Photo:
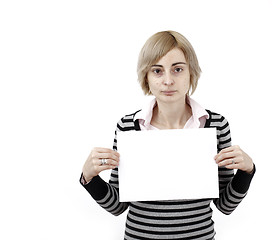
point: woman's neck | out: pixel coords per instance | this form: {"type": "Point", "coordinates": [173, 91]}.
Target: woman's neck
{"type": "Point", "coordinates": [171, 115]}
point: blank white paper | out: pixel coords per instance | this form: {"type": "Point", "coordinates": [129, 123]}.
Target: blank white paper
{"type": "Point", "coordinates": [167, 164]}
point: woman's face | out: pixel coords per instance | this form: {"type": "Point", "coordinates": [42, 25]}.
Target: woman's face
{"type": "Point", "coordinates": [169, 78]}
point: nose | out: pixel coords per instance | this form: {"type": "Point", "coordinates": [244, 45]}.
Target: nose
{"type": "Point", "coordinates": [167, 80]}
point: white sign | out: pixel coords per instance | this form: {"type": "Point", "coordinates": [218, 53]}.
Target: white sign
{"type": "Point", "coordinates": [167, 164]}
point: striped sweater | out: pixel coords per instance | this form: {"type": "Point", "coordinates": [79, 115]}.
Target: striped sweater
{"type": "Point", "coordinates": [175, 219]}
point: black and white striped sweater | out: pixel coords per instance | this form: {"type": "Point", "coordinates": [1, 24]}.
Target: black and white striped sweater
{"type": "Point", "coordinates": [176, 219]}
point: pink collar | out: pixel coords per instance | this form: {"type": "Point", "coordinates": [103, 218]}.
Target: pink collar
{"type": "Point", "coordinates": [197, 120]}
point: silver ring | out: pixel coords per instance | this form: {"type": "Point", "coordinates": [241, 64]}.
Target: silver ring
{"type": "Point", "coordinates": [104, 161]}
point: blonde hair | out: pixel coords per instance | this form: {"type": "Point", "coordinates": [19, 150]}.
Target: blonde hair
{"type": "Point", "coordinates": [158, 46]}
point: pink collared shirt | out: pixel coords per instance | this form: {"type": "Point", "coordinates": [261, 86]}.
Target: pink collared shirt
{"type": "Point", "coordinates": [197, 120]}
════════
*EXERCISE PROMPT:* Copy all of the records above word for word, but leave out the pictures.

*RESULT OF THIS TASK:*
Photo:
point: woman's neck | out: pixel coords per instance | this form: {"type": "Point", "coordinates": [173, 91]}.
Target: woman's neck
{"type": "Point", "coordinates": [171, 115]}
point: blank white paper | out: pixel coords per instance | this form: {"type": "Point", "coordinates": [129, 123]}.
Target: blank white paper
{"type": "Point", "coordinates": [167, 164]}
point: woman's face | out: pixel coords per instance | this form: {"type": "Point", "coordinates": [42, 25]}.
Target: woman's face
{"type": "Point", "coordinates": [169, 78]}
point: nose | out: pixel coords per instance | this form: {"type": "Point", "coordinates": [244, 45]}.
Target: nose
{"type": "Point", "coordinates": [167, 80]}
point: white sign | out: pixel coords per instance | this form: {"type": "Point", "coordinates": [218, 53]}.
Target: white sign
{"type": "Point", "coordinates": [167, 164]}
point: striped sweater | out: pixel coords per instance | this form: {"type": "Point", "coordinates": [79, 115]}.
Target: striped sweater
{"type": "Point", "coordinates": [175, 219]}
point: black and white striped sweater | out: pixel coords per instance | this form: {"type": "Point", "coordinates": [1, 24]}.
Target: black and white striped sweater
{"type": "Point", "coordinates": [176, 219]}
point: pink collar | out: pixel coords per instance | this form: {"type": "Point", "coordinates": [103, 218]}.
Target: pink collar
{"type": "Point", "coordinates": [197, 120]}
point: silver ring | out: pixel coords per instance | this form: {"type": "Point", "coordinates": [241, 64]}.
Target: silver ring
{"type": "Point", "coordinates": [104, 161]}
point: blonde hair | out: pixel coords per instance | this form: {"type": "Point", "coordinates": [19, 150]}.
Target: blonde hair
{"type": "Point", "coordinates": [158, 46]}
point: pink collared shirt | out: pixel coords per instance | this form: {"type": "Point", "coordinates": [261, 86]}.
Target: pink collared shirt
{"type": "Point", "coordinates": [197, 120]}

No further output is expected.